# PROVIDED PASSAGE:
>> BEGIN
Agentic Engineering Isn't Vibe Coding

by Evan Sims

Bring the engineering back.

“Vibe coding” has stopped meaning anything.

A year ago, when Andrej Karpathy popularized the term, it pointed to a specific behavior: prompt the model, accept what it gives you, paste errors back in until it runs. Useful for a hackathon demo. Honest about what it was.

Today the same two words cover everything from weekend hacks to disciplined workflows where agents write most of the code under human review. Those aren’t the same thing. Lumping them together has produced exactly the confusion you’d expect, and the avoidable damage that follows.

Vibe coding, properly defined, is one specific behavior: you don’t deeply review the code you’re about to rely on. You prompt, accept the output, run it, see if it works. When it breaks, you paste the error back in and keep going. You’re a prompt DJ, not an engineer.

That mode has real uses. Greenfield MVPs. Hackathon demos. Personal scripts you’re fine regenerating if they break. Exploration where the output is learning, not a maintainable system. If vibe coding lets millions of people create software they never could have shipped before, that’s a real win. It belongs in the toolbox.
>> END
# RECORD EXTRACTS:
>> BEGIN
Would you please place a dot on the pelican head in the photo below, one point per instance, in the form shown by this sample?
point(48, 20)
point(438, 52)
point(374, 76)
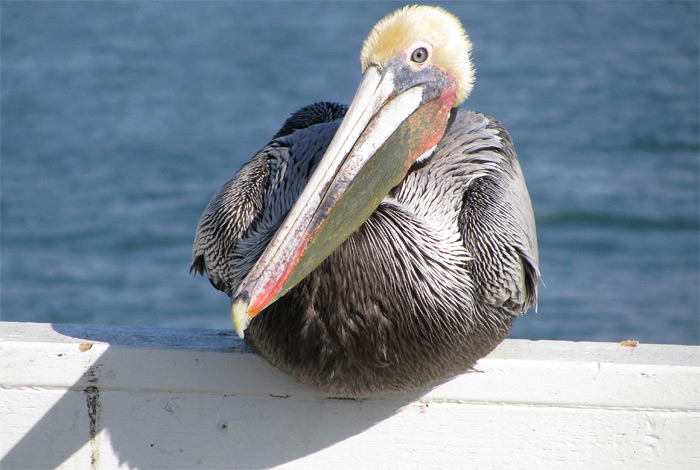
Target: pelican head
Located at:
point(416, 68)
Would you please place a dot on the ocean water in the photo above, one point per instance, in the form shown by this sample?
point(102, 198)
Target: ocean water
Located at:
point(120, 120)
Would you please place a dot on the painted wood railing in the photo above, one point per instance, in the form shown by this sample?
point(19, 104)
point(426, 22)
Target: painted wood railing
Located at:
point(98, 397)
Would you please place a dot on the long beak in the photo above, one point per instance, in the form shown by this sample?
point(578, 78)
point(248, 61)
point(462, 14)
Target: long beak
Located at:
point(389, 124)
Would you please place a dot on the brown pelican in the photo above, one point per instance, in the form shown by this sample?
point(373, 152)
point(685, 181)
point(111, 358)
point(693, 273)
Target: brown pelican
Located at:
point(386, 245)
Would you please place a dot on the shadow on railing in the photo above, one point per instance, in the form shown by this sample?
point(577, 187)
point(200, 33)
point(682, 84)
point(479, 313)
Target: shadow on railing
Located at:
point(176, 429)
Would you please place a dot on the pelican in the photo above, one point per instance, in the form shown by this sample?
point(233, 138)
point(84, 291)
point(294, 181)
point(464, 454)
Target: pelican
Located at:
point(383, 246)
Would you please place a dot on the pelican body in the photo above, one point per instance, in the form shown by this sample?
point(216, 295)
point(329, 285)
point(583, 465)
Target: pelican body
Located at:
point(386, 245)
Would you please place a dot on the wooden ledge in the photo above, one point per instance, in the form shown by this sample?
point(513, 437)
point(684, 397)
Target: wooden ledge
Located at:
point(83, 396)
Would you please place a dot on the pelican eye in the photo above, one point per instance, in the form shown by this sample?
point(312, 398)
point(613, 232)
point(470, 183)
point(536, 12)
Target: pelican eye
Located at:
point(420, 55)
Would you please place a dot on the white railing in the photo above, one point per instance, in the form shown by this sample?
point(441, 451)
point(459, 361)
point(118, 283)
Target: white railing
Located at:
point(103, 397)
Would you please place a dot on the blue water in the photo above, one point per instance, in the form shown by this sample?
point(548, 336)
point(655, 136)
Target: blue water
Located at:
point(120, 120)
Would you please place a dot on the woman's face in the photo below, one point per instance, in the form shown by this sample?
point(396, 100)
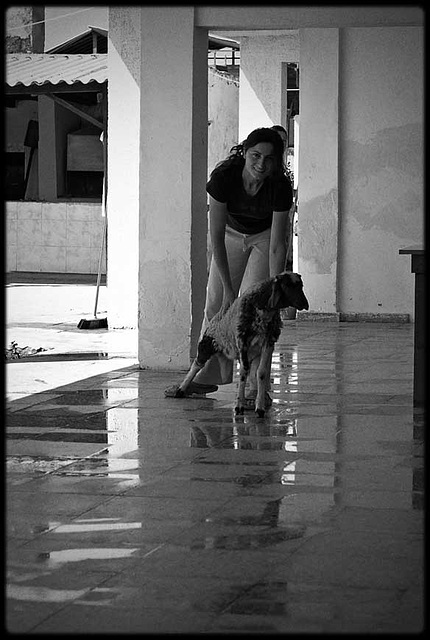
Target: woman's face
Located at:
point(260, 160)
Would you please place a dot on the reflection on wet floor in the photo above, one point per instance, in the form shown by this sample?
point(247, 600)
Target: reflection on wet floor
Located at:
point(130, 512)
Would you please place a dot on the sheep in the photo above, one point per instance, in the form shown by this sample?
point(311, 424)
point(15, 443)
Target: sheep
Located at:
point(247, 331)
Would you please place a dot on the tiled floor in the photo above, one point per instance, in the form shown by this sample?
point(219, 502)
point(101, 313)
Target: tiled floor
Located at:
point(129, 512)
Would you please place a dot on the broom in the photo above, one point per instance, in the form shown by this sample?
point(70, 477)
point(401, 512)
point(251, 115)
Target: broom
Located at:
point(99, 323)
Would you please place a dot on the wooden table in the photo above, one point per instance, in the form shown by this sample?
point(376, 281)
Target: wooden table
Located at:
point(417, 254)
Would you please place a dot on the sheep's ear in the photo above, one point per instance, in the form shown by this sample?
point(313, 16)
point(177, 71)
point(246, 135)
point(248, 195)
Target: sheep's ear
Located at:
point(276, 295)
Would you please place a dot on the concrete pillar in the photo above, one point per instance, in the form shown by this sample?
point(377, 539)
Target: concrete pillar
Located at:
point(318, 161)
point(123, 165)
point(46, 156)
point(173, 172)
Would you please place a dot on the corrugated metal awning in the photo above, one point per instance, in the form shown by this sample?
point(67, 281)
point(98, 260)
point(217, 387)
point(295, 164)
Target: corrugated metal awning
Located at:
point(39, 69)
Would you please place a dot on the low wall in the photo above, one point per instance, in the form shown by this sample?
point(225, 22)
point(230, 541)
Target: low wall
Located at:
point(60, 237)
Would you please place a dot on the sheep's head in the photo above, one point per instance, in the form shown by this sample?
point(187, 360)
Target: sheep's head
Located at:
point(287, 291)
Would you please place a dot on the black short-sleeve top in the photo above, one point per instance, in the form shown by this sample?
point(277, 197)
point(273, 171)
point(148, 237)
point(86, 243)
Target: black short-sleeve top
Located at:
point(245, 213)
>> END
# JOBS:
[1] Answer these from the essay on vibe coding:
(a) Who popularized the term "vibe coding"?
(b) Properly defined, what one behavior makes something vibe coding?
(c) Rather than an engineer, what does it call someone who vibe codes?
[2] Reproduce the stretch of the essay on vibe coding from "Agentic Engineering Isn't" through "damage that follows.".
The entries have no role in any of this.

# ANSWERS TO THE EXERCISE:
[1]
(a) Andrej Karpathy
(b) Not deeply reviewing the code you're about to rely on
(c) A prompt DJ

[2]
Agentic Engineering Isn't Vibe Coding

by Evan Sims

Bring the engineering back.

“Vibe coding” has stopped meaning anything.

A year ago, when Andrej Karpathy popularized the term, it pointed to a specific behavior: prompt the model, accept what it gives you, paste errors back in until it runs. Useful for a hackathon demo. Honest about what it was.

Today the same two words cover everything from weekend hacks to disciplined workflows where agents write most of the code under human review. Those aren’t the same thing. Lumping them together has produced exactly the confusion you’d expect, and the avoidable damage that follows.